WHAT YOU SHOULD DO: Extract each row below that contains the word "hull" and copy it in full.

* start EXCERPTED DATA *

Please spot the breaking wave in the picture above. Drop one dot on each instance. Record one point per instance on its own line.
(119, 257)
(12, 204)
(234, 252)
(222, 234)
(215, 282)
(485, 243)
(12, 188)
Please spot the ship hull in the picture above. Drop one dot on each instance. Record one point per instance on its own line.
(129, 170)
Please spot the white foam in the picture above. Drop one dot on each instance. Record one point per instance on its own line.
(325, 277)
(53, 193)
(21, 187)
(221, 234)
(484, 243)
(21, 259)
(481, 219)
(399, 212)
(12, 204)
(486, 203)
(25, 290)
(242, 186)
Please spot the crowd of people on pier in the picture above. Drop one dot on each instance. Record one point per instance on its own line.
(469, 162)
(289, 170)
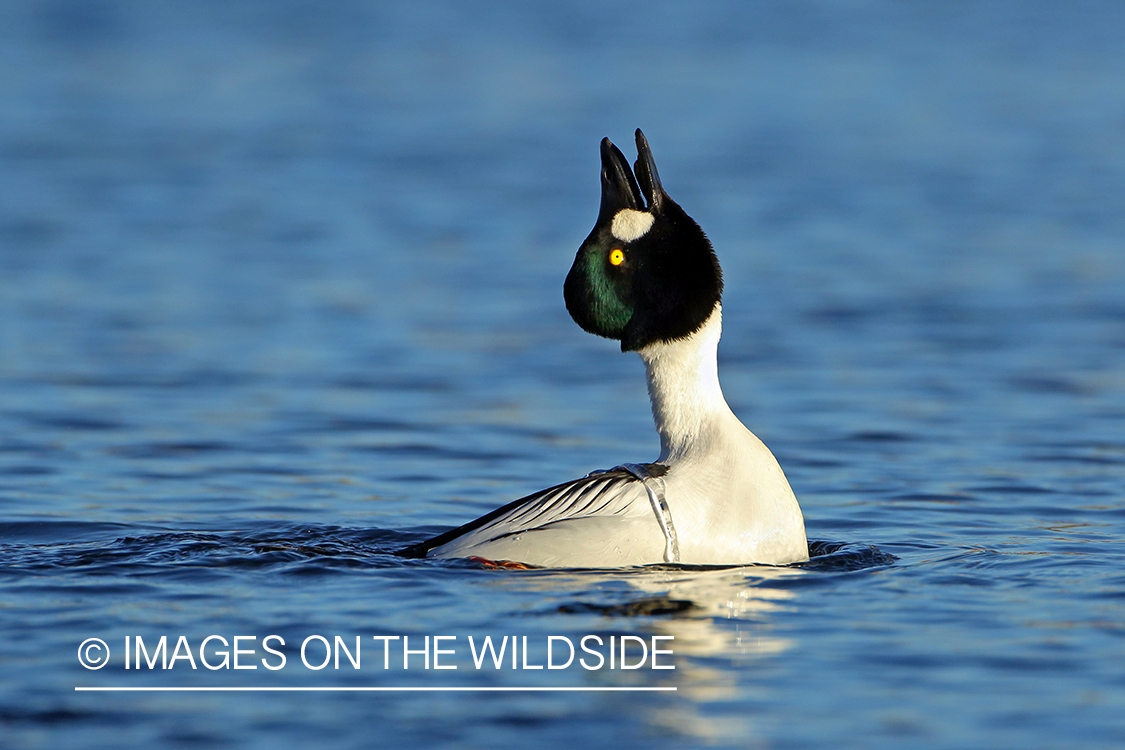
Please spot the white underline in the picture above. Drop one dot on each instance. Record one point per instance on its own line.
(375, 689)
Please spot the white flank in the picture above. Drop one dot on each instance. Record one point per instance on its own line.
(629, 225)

* end EXCERPTED DATA *
* start EXCERPTED DATA *

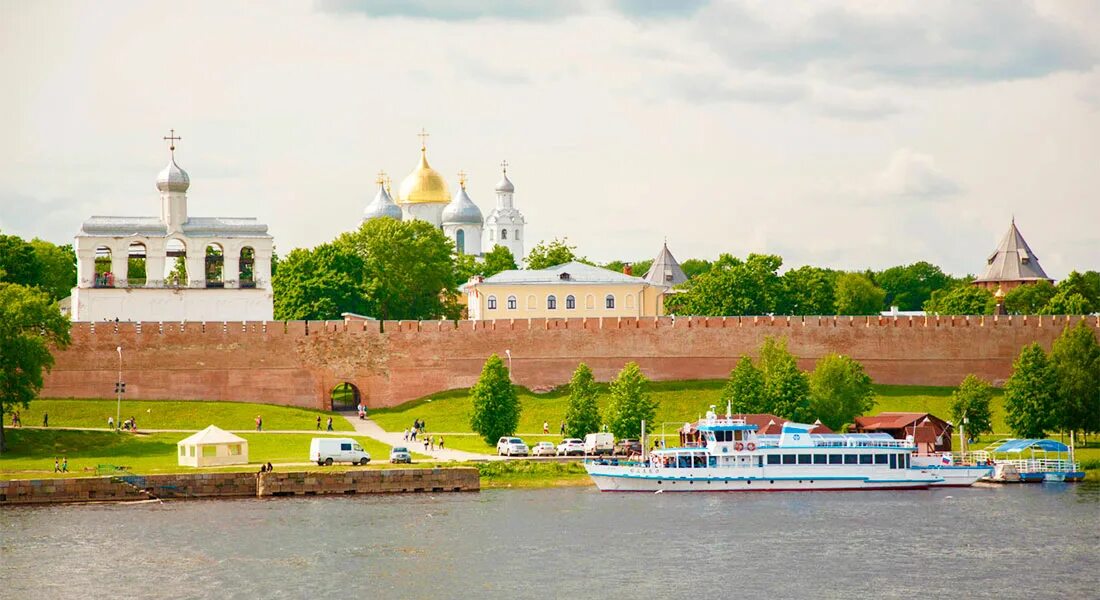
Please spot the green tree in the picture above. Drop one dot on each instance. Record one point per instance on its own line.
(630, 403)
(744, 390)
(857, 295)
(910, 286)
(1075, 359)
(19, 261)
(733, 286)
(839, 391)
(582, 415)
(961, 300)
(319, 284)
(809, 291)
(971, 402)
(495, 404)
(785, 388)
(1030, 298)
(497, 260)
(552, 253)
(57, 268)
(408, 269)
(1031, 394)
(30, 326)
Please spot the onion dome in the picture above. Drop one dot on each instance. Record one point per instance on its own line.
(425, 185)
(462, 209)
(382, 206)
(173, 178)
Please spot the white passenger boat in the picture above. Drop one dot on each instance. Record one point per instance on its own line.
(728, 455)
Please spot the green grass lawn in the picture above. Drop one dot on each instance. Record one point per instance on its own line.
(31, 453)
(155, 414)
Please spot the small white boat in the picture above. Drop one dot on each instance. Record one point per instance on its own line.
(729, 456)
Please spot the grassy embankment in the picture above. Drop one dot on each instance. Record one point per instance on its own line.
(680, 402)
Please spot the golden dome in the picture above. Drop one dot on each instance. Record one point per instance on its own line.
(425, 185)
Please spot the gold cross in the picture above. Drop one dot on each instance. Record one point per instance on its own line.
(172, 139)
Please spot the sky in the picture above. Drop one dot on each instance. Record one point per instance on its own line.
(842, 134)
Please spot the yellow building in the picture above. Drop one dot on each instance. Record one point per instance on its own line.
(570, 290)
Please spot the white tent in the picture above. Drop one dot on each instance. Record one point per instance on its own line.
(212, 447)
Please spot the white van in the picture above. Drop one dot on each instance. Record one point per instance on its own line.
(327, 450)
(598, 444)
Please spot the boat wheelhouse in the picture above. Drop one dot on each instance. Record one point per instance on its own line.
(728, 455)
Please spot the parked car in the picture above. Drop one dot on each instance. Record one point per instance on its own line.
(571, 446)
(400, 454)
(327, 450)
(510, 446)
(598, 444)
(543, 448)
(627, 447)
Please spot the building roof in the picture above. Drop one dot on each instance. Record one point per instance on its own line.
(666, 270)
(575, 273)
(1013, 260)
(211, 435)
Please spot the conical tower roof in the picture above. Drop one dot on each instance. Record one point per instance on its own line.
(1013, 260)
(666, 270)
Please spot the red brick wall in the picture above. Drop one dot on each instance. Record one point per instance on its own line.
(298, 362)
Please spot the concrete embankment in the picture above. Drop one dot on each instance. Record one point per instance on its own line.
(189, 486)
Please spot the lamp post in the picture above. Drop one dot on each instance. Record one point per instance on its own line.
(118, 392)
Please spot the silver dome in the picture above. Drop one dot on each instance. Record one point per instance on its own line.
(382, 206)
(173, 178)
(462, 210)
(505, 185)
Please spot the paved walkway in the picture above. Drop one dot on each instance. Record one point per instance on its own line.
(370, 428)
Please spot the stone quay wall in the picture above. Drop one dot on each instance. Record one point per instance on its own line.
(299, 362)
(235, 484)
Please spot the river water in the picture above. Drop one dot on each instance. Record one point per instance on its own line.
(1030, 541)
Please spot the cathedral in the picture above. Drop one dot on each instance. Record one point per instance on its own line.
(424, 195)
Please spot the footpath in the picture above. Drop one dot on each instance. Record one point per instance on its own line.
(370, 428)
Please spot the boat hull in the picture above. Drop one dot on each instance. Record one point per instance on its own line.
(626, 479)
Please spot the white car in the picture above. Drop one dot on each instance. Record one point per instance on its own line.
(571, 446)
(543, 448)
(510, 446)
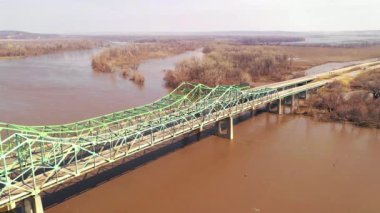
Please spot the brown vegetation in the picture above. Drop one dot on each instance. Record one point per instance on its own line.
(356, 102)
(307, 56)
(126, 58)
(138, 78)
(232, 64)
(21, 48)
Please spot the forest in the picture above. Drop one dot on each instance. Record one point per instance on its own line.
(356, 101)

* end EXCERPTED DATA *

TASK RESULT:
Please spot the ship hull in the picture above. Drop one dot on each instance. Record one point per instance on its own line.
Please spot the boat hull in the picture above. Drop one dot on each instance. Record one point per instance on its own line.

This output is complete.